• Records provided
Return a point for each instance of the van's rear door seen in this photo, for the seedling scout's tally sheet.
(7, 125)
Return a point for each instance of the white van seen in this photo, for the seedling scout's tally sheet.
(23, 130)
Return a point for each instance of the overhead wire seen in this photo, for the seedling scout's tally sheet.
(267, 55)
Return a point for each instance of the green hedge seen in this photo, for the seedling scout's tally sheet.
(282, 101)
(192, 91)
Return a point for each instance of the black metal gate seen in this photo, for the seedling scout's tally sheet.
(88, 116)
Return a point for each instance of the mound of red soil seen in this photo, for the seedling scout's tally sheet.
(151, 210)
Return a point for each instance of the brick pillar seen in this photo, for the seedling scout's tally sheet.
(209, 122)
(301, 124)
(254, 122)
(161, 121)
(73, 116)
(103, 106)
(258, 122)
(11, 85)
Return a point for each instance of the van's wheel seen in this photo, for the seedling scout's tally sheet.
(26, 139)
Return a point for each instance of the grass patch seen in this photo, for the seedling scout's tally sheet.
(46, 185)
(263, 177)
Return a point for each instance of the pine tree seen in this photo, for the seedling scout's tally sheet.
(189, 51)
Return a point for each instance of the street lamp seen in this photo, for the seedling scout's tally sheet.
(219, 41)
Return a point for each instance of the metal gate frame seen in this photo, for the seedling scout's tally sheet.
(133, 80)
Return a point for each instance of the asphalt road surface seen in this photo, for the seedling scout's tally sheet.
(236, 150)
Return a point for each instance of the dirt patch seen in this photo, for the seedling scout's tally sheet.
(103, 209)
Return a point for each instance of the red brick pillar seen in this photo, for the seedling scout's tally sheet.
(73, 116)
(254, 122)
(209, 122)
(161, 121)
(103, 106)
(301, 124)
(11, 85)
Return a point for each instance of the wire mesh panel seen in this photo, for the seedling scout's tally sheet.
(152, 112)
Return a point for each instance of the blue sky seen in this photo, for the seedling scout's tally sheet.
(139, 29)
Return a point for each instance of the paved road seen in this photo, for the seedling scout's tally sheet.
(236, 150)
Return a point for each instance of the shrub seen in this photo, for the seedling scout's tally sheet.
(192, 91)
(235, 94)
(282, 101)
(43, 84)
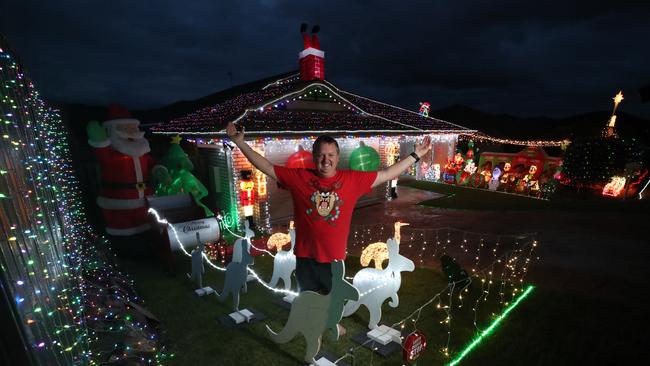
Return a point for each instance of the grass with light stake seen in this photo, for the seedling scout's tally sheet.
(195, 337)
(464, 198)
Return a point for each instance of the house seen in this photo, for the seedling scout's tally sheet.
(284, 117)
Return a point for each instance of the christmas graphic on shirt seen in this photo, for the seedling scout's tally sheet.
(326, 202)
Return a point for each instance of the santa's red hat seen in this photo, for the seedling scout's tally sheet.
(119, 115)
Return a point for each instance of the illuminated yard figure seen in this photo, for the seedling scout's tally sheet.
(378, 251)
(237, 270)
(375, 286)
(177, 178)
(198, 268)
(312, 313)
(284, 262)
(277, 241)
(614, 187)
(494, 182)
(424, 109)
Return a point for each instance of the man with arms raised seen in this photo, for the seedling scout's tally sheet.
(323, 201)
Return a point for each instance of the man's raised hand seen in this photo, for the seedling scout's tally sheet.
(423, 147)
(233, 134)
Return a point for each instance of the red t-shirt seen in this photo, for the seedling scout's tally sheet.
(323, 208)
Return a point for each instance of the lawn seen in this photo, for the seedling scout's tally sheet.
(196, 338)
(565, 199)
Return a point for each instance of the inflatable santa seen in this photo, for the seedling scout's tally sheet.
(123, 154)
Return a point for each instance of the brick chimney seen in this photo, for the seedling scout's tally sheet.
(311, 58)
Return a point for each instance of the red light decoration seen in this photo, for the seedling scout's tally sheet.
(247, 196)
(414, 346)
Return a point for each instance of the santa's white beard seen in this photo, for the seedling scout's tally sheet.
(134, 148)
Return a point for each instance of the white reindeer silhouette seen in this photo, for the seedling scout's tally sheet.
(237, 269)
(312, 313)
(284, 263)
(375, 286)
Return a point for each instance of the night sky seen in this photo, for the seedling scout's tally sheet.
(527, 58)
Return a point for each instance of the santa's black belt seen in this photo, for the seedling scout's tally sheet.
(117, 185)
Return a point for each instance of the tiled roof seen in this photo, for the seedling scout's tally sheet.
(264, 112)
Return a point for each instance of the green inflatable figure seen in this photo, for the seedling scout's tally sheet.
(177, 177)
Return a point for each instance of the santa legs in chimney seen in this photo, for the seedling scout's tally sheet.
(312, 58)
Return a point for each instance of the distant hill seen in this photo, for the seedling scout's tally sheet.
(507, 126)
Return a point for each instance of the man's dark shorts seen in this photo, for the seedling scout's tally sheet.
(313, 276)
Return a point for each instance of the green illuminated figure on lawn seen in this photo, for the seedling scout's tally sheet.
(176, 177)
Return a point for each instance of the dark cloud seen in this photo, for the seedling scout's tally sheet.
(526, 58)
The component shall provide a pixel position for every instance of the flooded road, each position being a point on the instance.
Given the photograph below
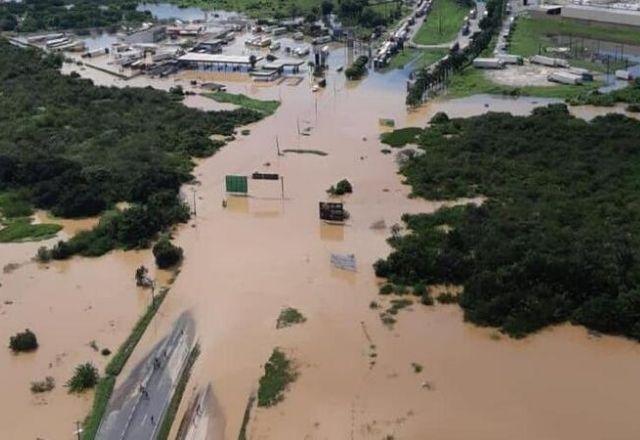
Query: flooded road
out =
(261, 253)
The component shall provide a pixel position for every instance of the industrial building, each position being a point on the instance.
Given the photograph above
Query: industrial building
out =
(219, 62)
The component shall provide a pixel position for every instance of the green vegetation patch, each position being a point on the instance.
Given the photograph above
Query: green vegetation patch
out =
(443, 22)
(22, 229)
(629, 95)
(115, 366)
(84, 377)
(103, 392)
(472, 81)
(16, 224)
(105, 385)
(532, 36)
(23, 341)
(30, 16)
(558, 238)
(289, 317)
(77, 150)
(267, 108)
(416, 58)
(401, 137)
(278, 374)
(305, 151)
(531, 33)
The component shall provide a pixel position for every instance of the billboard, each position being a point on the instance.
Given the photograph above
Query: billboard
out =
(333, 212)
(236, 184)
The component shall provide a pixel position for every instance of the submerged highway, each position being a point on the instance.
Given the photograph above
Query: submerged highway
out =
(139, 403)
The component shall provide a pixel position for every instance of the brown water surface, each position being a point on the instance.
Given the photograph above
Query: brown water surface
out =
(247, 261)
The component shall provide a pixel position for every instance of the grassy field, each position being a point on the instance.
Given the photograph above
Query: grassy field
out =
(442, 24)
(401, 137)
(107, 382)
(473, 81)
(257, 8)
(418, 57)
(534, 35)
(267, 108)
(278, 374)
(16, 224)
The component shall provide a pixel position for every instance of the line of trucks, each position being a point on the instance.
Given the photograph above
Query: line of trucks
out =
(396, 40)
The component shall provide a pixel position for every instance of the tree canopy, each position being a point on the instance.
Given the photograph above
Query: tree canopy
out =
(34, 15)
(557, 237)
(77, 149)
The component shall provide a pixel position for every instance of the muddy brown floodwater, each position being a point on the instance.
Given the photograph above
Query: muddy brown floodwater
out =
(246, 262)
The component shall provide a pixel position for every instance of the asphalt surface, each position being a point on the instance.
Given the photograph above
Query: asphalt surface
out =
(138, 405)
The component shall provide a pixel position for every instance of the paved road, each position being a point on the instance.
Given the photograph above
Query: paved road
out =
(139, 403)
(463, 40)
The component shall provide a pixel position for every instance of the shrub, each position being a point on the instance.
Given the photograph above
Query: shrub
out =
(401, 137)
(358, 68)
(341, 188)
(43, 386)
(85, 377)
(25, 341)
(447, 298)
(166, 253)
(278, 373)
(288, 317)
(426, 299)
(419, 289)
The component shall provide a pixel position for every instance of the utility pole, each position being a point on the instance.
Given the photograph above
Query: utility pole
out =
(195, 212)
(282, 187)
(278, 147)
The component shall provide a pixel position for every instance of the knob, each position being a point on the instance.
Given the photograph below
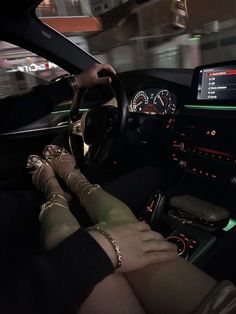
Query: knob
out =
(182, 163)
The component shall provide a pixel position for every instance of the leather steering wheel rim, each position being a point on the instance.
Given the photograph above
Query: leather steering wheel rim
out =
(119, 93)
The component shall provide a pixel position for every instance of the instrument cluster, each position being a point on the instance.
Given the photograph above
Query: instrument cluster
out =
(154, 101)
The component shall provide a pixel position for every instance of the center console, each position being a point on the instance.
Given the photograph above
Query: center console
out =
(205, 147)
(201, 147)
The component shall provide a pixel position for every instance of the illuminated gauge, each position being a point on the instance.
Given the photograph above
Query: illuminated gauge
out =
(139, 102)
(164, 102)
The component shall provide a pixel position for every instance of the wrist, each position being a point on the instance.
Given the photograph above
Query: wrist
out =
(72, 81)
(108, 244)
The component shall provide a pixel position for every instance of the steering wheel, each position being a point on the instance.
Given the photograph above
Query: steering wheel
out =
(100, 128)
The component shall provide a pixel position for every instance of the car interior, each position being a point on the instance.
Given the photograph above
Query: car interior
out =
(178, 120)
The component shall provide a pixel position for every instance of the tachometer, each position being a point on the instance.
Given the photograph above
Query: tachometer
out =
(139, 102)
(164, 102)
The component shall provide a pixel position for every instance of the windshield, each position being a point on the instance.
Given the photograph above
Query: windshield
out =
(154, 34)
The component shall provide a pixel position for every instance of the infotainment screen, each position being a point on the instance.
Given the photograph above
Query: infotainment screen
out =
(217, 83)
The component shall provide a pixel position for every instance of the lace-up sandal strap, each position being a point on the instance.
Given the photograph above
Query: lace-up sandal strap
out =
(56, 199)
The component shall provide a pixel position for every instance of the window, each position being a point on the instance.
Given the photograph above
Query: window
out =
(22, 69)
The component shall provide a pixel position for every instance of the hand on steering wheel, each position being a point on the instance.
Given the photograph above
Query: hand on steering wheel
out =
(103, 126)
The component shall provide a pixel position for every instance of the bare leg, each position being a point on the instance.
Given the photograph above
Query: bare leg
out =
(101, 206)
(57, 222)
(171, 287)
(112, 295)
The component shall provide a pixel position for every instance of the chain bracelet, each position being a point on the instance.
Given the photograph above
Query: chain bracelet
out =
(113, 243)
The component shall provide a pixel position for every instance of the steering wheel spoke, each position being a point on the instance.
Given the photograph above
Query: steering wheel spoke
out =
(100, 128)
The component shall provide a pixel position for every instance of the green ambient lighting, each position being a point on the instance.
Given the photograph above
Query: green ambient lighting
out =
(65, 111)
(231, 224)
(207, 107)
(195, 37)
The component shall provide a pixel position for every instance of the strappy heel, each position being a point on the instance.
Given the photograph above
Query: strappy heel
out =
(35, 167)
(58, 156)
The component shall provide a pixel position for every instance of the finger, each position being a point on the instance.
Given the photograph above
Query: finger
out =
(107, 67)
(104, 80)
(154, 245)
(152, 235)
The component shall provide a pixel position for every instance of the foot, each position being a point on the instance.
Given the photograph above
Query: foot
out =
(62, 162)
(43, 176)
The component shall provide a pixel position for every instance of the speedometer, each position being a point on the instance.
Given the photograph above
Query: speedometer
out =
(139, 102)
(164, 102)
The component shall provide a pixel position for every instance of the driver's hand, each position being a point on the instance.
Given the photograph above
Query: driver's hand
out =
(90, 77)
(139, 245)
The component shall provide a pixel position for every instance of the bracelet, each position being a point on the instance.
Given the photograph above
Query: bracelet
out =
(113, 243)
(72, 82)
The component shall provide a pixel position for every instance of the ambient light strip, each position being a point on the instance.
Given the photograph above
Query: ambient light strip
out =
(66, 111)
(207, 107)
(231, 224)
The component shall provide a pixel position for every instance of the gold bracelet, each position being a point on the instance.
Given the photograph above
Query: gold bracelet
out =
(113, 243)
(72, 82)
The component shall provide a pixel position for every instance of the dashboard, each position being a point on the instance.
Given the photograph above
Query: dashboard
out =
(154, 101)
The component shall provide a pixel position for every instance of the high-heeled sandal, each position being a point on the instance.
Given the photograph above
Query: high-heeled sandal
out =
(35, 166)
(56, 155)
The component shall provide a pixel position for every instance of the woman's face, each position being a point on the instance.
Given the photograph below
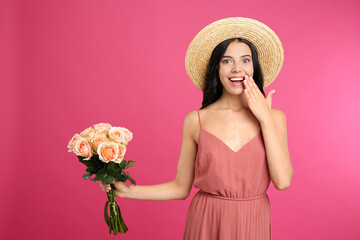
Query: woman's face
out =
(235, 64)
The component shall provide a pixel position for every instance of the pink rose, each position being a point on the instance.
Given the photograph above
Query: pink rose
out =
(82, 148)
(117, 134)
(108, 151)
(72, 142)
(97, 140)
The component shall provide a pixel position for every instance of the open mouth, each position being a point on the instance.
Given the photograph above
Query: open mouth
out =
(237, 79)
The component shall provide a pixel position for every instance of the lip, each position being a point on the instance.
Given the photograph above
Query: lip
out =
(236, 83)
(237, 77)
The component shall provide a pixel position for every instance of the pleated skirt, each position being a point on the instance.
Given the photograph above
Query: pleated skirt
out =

• Problem details
Search the listing above for the string "mouth". Copy every line that contains it.

• Response to the exercise
The component shall provide a pixel position for every instance of the open mouth, each position being a point on the instance.
Query: open mouth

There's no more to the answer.